**Short problem A:** Repeat the part of the network layers text that opens with the words containing "Network Layers" and closes with "in this blog.", word for word.

** Start of Extracted text **

Network Layers

In the network, there are two main parts, one is network edge, the other is network core. The network edge is end system, which running applications. The network core is routers and interconnected network.

We used the layered architecture in OSI model, it can help us decompose the complexity of network, develop protocol separately. Also implementation in one layer can change without affecting other layers. In the above layers, we do not need to concern the details of lower layers.

I want to talk about 5 layers in this blog.

• physical layer
• data link layer
• network layer
• transport layer
• application layer

Application layer

This layer provides user with access to network resources. HTTP is the most popular protocol in this layer. It uses tcp as transport protocol. When we open a connection with a remote host, we will pipeline the requests. It can reduce the transport layer connection cost and reduce latency by avoiding slow-starts.

DNS is addressing mechanism in this layer. The url is not what the computer will send requests to, it is the ip of that remote host. DNS is a directory service for the Internet. DNS will translate url to ip for you.

** End of Extracted text **
** Start of Provided information **

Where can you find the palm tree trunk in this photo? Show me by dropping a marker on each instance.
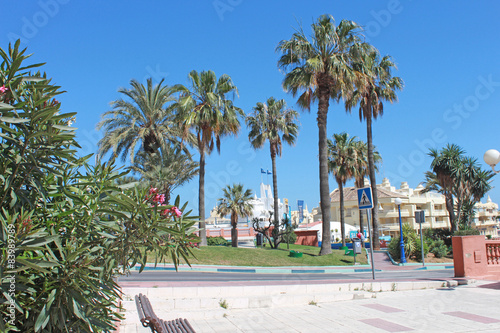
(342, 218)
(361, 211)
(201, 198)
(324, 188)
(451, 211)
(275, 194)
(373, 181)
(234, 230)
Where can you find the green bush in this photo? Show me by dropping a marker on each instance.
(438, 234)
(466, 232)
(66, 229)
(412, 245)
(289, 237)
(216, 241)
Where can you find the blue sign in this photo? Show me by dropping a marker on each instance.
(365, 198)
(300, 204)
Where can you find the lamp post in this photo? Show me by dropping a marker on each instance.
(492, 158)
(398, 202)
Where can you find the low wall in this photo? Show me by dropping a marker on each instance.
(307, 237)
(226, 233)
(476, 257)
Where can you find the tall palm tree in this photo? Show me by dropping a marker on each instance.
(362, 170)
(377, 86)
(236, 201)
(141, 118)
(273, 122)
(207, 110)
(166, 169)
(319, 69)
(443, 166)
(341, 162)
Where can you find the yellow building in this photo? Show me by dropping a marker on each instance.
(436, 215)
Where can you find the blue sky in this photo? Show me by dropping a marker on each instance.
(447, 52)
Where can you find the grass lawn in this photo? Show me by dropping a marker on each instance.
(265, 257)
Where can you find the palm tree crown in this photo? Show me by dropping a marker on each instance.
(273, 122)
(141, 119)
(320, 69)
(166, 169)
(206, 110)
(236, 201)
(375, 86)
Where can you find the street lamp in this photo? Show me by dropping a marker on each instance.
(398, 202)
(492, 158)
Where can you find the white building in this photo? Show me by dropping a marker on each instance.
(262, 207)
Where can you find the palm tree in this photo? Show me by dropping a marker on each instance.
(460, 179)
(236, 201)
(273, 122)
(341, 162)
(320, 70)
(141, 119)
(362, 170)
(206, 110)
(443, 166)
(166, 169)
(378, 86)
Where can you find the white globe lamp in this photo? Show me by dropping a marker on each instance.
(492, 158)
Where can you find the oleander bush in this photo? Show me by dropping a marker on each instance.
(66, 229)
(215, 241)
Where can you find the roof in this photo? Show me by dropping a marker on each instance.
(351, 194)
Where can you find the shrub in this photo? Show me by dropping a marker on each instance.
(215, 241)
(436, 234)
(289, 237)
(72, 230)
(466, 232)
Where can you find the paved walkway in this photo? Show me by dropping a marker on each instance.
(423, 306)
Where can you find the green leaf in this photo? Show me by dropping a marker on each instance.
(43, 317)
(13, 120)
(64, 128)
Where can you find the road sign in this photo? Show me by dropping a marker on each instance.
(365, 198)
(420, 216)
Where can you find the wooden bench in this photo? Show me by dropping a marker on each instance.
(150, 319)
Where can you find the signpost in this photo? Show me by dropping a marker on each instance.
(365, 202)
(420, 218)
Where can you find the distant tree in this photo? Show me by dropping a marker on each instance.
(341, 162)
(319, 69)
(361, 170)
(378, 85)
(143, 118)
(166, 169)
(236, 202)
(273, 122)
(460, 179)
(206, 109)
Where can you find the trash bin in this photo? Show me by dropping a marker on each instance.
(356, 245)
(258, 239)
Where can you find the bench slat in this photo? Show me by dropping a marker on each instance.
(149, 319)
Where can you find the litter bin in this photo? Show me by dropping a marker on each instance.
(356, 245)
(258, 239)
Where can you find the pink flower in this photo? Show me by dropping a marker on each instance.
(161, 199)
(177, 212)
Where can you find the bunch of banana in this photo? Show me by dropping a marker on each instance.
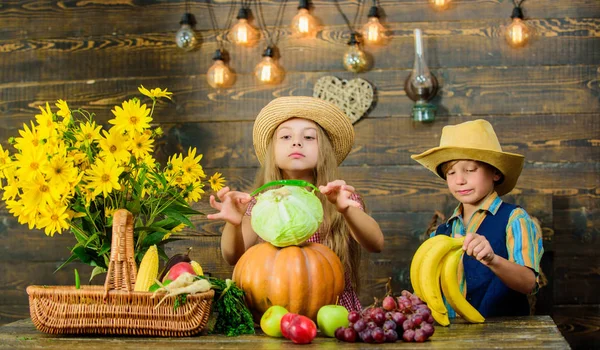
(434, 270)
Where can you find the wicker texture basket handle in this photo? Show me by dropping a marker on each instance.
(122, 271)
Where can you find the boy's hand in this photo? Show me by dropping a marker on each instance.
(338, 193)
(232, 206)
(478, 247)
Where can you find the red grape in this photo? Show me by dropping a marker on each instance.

** End of Provided information **

**Short problem B:** Reproduce the part of the records that opens with the line containing "Where can you find the bunch" and closes with the last line of the records, both ends included. Leave the pictures out.

**Exercise output A:**
Network Layers

In the network, there are two main parts, one is network edge, the other is network core. The network edge is end system, which running applications. The network core is routers and interconnected network.

We used the layered architecture in OSI model, it can help us decompose the complexity of network, develop protocol separately. Also implementation in one layer can change without affecting other layers. In the above layers, we do not need to concern the details of lower layers.

I want to talk about 5 layers in this blog.

**Exercise output B:**
Where can you find the bunch of banana in this photo? Show me by dropping a marker on each instance.
(434, 270)
Where can you find the wicker texture basket handle in this photo? Show me by dropping a marker on each instance.
(122, 271)
Where can you find the boy's hand in this photo? Show me by dropping a marker on each instance.
(338, 193)
(232, 206)
(478, 247)
Where can you find the red grape in this photo? Show me by dropping a marker on each instance.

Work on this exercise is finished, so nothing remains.